• **EXERCISE PASSAGE**:

◇ ◇ ◇ ◇

If genetic testing becomes routine on all patients diagnosed with schizophrenia, then perhaps in time a commonality will be discovered. If patients are being given a false reason for taking a (currently hollow) test, does the end justify the means?

Let’s start by making a comparison with Down’s Syndrome once again. Since diagnostic testing has become more reliable and less invasive for pregnant mothers, abortions have increased. Parents should not be denied their reproductive rights of course, but campaigners living with the condition have expressed their fears at where that statistical trend will end up, or how such knowledge could be abused by eugenicists.

Just this month Japan agreed to pay compensation to thousands of individuals with mental health conditions, intellectual disabilities and physical disabilities who were sterilised over five decades until 1996. 25,000 people were sterilised under the so-called Eugenics Protection Law. Almost half gave their consent to the procedure.

Professor Peter Kinderman, a clinical psychologist, is dismayed at psychiatry’s latest approach to confronting conversations about schizophrenia. “Biological explanations of mental illness appear to offer people the suggestion that they are not to blame for their difficulties. But in truth the history of both psychology and psychiatry is littered with the debris of eugenics, where biological and genetic explanations are used as justification for harsh, discriminatory, and sometimes even lethal treatment,” he says. “Even if we did have a genetic test for so-called schizophrenia, we should be extremely reluctant to roll out its use. But in truth the notion is scientific fantasy anyway.”

Some may fall victim to double discrimination. Schizophrenia has long been considered by BAME campaigners to be the 'most racialised' mental illness. Black patients are up to 17 times more likely to receive a diagnosis than white patients, despite there being no biomarker for the condition. Last year an independent review looking into why ethnic minorities are also more likely to detained in hospital against their will was published. Racial bias was acknowledged as a factor by the report’s author.

'Outdated view'

BAME campaigner Suman Fernando, a former psychiatrist, argues patients should be given greater rights to challenge diagnoses, rather than misleading genetic tests. “It is extraordinary that this outdated view should be publicised at a time when the validity of ‘schizophrenia’ as a medical condition that is equivalent to ‘illness like any other illness’ is being questioned.”

◇ ◇ ◇ ◇

• **APPLY WHAT YOU READ**:
**A)** Retype the passage on genetic testing for schizophrenia from "If genetic testing" to "justify the means?", copying every word and punctuation mark unchanged.
**B)** According to the passage on genetic testing for schizophrenia, how many people were sterilised in Japan under the Eugenics Protection Law?
**C)** Carry on the passage on genetic testing for schizophrenia, beginning right after its final sentence.

◇ ◇ ◇ ◇

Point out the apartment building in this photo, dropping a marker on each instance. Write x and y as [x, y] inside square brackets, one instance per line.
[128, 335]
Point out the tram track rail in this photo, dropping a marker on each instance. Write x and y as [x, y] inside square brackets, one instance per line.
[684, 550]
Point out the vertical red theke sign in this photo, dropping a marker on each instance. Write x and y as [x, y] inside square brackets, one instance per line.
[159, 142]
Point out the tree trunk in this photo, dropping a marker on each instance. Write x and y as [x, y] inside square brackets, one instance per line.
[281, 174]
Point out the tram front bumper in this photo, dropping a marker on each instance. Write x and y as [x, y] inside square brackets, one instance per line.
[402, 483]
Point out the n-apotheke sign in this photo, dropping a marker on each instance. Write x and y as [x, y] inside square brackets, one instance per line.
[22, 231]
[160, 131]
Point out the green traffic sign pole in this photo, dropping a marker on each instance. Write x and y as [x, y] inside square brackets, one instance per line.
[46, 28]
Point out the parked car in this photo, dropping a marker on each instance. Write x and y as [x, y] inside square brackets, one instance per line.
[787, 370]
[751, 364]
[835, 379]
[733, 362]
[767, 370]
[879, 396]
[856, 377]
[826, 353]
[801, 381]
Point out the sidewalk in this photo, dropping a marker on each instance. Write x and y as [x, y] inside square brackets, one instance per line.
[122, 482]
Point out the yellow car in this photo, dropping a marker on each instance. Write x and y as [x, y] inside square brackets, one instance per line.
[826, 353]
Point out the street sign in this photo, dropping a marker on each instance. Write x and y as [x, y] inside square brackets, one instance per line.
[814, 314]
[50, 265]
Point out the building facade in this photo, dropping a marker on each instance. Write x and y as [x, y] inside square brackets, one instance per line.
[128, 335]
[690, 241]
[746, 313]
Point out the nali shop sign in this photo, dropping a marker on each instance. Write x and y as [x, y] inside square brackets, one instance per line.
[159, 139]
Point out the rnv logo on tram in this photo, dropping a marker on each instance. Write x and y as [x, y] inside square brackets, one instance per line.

◇ ◇ ◇ ◇

• **RESULTS IN ORDER**:
**A)**
If genetic testing becomes routine on all patients diagnosed with schizophrenia, then perhaps in time a commonality will be discovered. If patients are being given a false reason for taking a (currently hollow) test, does the end justify the means?

**B)** 25,000 people

**C)**
Anne Cooke, editor of the British Psychological Society’s publication ‘Understanding Psychosis and Schizophrenia’ explains: “The terms schizophrenia and psychosis are words we use to describe various complex human experiences, for example believing things that other people find strange or hearing voices that other people can’t hear. The idea that these experiences are best thought of as an illness called schizophrenia, caused by a problem in the brain, is just one theory.”

Psychiatrists have been attempting to draw a straight line between genetics and mental illness for decades. Last month the BAFTA-nominated documentary Three Identical Strangers exposed the holes in various twin studies purporting to evidence that suffering is hereditary. Being permanently separated from your twin - for involuntary scientific analysis - is more of a risk factor than your parents’ state of mind, was one take home message. Distress can run in families, but in the sense that it is learned or absorbed, was the other.

The NHS has so far resisted the calls for a 'schizophrenia genetic test' to be added to its National Genomic Test Directory. Despite last week's intervention, some psychiatrists are pleased. King's College London Professor Sir Robin Murray, who sits on the Rethink Mental Illness clinical advisory panel, is among them. "Things may be very different in five years’ time, when we may have genetic predictors of drug response," he says. "But at present genetic testing is likely to be relevant for only a small proportion of patients, e.g. those with a diagnosis of schizophrenia and a learning disability together. Although it may be intellectually satisfying to find [a genetic difference], it’s unlikely to affect treatment."